▽
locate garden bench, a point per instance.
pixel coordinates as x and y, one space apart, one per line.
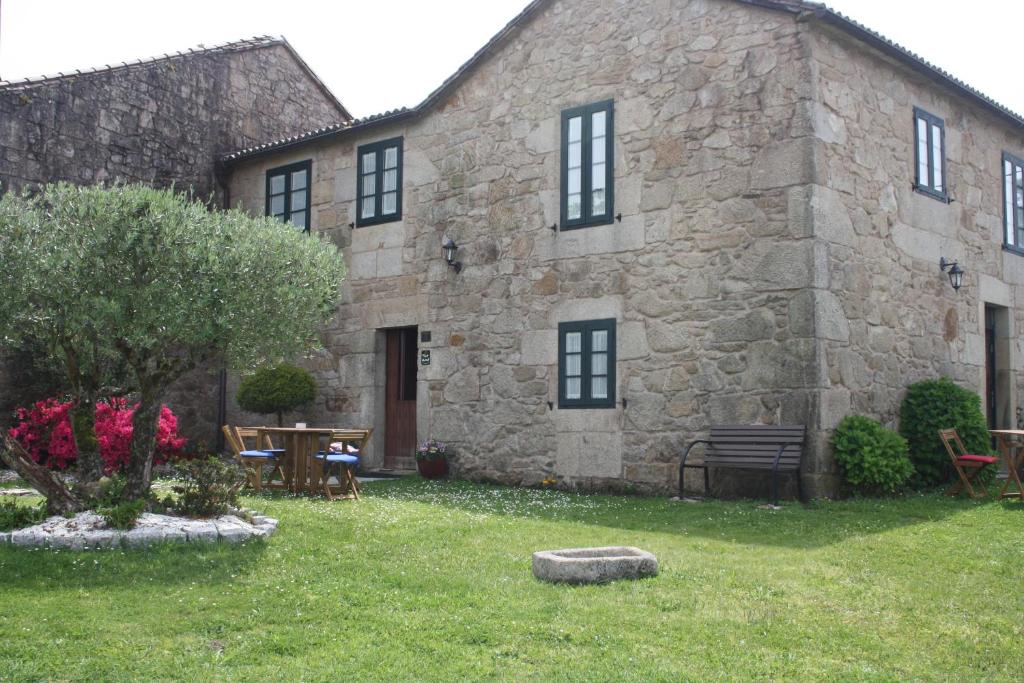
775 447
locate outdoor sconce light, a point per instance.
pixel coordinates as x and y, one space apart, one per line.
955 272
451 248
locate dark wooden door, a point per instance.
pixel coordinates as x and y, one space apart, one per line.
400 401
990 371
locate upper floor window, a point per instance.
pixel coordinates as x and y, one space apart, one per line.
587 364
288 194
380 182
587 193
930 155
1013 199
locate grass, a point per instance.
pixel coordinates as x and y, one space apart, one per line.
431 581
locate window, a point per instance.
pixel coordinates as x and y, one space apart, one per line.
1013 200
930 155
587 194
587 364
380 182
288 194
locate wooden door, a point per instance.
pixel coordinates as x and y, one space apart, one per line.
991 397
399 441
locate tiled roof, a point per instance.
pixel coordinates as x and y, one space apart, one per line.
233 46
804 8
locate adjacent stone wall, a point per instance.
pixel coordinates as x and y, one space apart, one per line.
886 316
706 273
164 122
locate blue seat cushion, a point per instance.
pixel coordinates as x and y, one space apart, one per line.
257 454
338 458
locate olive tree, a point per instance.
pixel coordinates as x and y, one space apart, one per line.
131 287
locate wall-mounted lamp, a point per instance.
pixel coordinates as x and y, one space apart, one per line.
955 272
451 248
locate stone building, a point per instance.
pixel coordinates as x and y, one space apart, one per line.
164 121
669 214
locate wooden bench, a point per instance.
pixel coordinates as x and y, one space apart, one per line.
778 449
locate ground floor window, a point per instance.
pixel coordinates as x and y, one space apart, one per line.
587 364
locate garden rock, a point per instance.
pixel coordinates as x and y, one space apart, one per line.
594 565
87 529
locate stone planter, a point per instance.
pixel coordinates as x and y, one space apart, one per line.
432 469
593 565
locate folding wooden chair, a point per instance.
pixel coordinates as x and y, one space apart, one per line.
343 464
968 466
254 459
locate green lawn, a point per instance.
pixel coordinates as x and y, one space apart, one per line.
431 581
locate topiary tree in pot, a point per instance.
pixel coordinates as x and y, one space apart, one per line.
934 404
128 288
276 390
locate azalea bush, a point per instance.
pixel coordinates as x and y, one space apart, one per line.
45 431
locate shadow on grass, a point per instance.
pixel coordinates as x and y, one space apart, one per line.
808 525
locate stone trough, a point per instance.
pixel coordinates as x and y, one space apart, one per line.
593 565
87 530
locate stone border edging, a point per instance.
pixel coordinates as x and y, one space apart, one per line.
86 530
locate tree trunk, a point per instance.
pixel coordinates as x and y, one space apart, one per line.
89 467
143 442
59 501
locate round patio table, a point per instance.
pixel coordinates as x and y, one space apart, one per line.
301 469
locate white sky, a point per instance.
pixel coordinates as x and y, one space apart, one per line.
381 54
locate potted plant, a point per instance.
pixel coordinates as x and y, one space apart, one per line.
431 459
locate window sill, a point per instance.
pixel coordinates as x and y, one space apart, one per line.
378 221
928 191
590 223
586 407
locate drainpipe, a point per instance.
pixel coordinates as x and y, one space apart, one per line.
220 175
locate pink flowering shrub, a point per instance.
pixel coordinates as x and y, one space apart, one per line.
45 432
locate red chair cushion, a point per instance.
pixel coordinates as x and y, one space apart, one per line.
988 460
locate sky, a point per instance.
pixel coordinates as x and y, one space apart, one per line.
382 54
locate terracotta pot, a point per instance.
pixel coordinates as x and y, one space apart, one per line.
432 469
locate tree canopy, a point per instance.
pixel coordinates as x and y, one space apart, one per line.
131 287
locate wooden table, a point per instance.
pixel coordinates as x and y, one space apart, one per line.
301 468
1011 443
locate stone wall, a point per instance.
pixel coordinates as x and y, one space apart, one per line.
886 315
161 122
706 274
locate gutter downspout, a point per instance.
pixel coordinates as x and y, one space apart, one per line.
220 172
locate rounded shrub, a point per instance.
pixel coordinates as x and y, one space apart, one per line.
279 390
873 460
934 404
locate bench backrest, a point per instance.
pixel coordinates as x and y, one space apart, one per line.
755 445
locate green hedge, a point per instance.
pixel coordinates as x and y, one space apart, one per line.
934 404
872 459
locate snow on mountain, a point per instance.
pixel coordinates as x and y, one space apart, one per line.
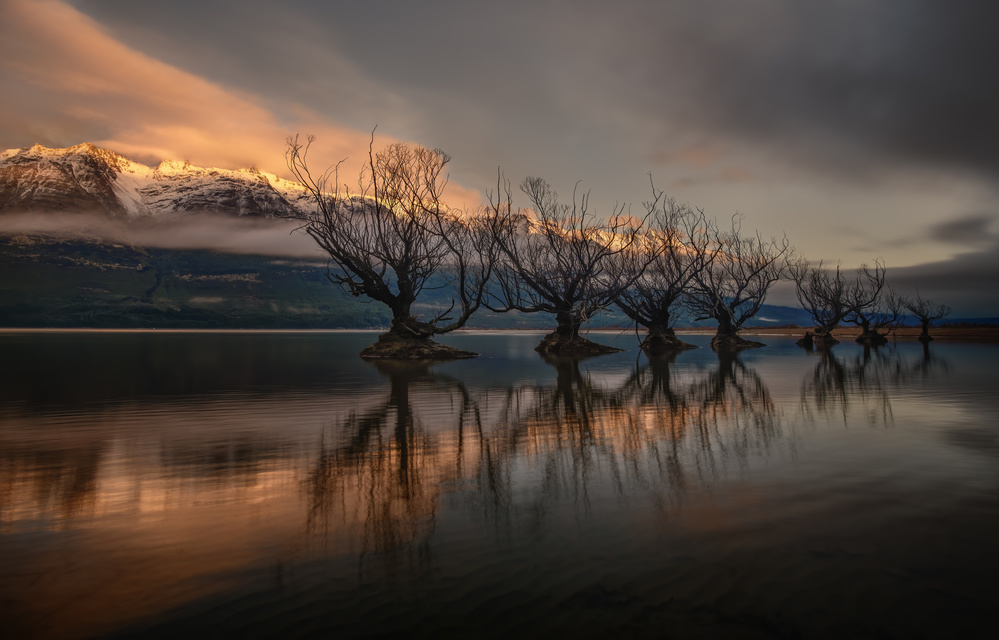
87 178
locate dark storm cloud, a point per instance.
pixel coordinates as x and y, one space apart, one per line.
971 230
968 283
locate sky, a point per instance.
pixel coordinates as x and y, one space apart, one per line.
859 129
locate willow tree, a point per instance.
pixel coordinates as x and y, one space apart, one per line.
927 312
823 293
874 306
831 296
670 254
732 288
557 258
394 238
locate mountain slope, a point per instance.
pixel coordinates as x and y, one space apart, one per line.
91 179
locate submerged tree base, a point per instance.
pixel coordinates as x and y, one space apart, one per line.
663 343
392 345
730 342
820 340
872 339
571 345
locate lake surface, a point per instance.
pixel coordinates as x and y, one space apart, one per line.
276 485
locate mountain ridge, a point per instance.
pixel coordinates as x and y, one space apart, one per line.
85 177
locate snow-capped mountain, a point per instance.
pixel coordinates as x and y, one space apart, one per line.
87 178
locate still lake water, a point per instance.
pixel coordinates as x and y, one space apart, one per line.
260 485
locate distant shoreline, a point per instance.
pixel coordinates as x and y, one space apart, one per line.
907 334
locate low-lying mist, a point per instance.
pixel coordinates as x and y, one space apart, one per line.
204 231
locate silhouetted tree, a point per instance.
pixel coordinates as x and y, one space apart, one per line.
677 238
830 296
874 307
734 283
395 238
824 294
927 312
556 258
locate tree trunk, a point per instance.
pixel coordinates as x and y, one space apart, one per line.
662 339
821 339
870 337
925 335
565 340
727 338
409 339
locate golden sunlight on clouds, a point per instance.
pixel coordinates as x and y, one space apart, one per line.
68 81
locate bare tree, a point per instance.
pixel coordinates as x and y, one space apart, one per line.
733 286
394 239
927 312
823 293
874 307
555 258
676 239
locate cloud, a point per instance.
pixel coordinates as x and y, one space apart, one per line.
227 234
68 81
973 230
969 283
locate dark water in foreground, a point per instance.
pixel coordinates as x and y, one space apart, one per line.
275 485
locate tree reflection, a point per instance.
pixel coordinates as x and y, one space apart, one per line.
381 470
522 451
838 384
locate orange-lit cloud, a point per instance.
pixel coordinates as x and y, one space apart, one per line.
△
• _INSTRUCTIONS TO FOLLOW_
Give exactly the lines above that run from the line with "locate terracotta pot, a point per instance." to the line with "locate submerged tree", both included, leaving every picture out.

• _RESULT OF THIS EXERCISE_
locate terracotta pot, a point per instance.
pixel coordinates as x and y, one space apart, one per line.
432 469
locate tree canopy, a point per instance.
pixel coordinates as x and y, one space apart, one per line.
131 287
locate wooden table, a point per instance.
pixel coordinates as x and y, one space apart, one per line.
301 468
1011 443
locate stone wall, a point per instance.
pixel coordinates as x and y, one space apart, one per line.
886 315
161 122
706 274
locate gutter downspout, a point per instance.
pixel coordinates as x and y, one space apart, one per line.
220 172
locate rounded shrub, a point per instance.
pixel coordinates as x and y, one space apart, one per line.
279 390
873 460
934 404
locate bench backrest, a point per instance.
pixel coordinates as x and y, one space apart, one per line.
755 445
locate green hedge, a point per instance.
pixel coordinates as x and y, one space apart, one per line.
934 404
872 459
locate snow on mountain, a point per instance.
pixel coordinates as x and y, one space apart, one per line.
87 178
locate dark storm cloud, a point per instance.
pixel coordinates as x and y, one space apart, one per line.
971 230
968 283
locate sky, a point per instance.
pixel coordinates as x and y, one space apart, one per line.
859 129
locate willow tree, a point per instance.
pixel coordinates as x and y, one space apart, one per line.
927 312
823 293
874 306
831 296
670 254
732 288
557 258
394 238
locate mountain slope, a point per instance.
pixel coordinates as x and y, one space apart, one per line.
91 179
locate submerged tree base, a point per instance.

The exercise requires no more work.